Given task: Set out every line of the records below as a numbered list, skipping any blank lines. Leave the pictures out of your answer.

# Records for processing start

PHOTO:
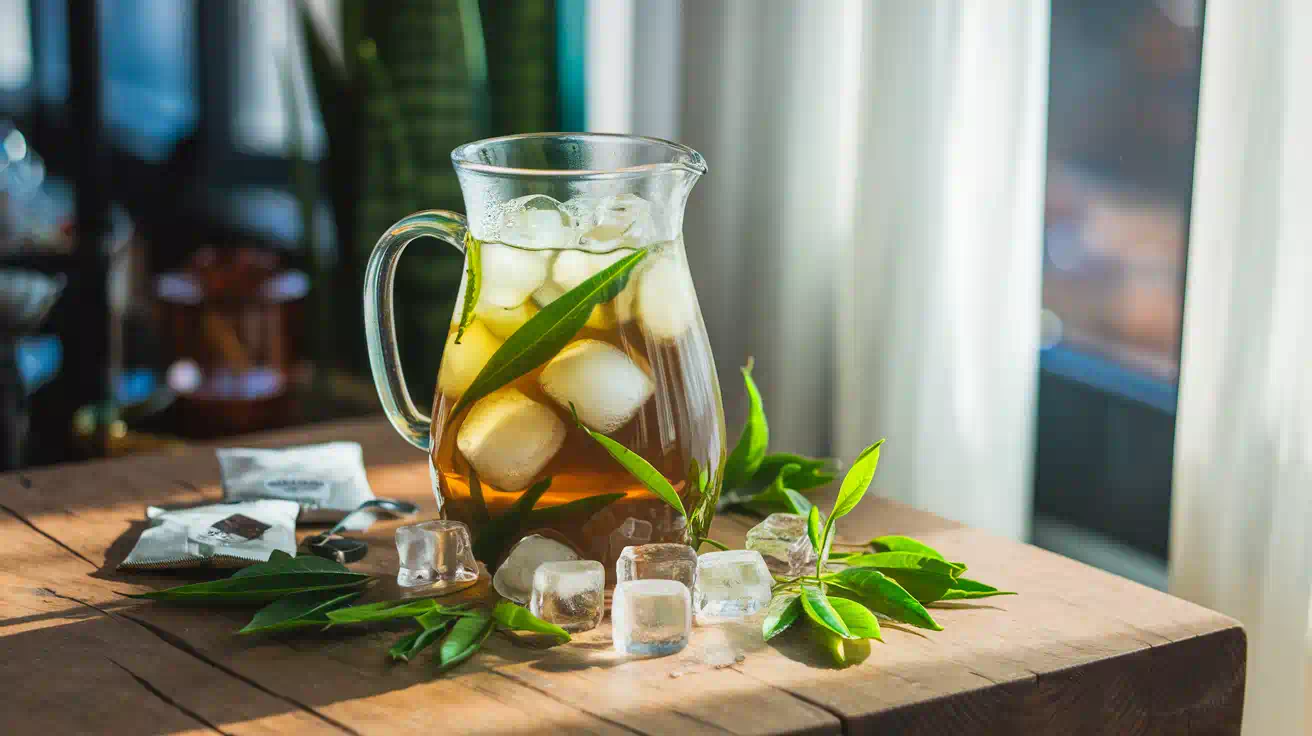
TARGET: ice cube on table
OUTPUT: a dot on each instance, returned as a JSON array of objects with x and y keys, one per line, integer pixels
[
  {"x": 667, "y": 303},
  {"x": 731, "y": 584},
  {"x": 782, "y": 541},
  {"x": 509, "y": 274},
  {"x": 605, "y": 386},
  {"x": 570, "y": 594},
  {"x": 513, "y": 579},
  {"x": 461, "y": 364},
  {"x": 630, "y": 533},
  {"x": 657, "y": 562},
  {"x": 537, "y": 222},
  {"x": 434, "y": 552},
  {"x": 651, "y": 617},
  {"x": 509, "y": 438},
  {"x": 503, "y": 322}
]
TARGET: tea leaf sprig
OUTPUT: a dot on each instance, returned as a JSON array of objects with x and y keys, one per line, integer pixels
[{"x": 310, "y": 592}]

# Records for processing end

Exercise output:
1. PHOTO:
2. TARGET: ice cube on table
3. OUTPUT: a dot on each instance, returned as a JSON array of objects with x and y keys, one per line, integer pixels
4. [
5.   {"x": 667, "y": 303},
6.   {"x": 731, "y": 584},
7.   {"x": 782, "y": 541},
8.   {"x": 509, "y": 274},
9.   {"x": 605, "y": 386},
10.   {"x": 570, "y": 594},
11.   {"x": 513, "y": 579},
12.   {"x": 461, "y": 364},
13.   {"x": 630, "y": 533},
14.   {"x": 657, "y": 562},
15.   {"x": 537, "y": 222},
16.   {"x": 434, "y": 552},
17.   {"x": 651, "y": 617},
18.   {"x": 509, "y": 438},
19.   {"x": 503, "y": 322}
20. ]
21. TARGET: tea leaf sprig
22. OUTPUT: a dot on each instance, returned as a JSON array of objects with x and y keys, one per line, integer pixels
23. [{"x": 310, "y": 592}]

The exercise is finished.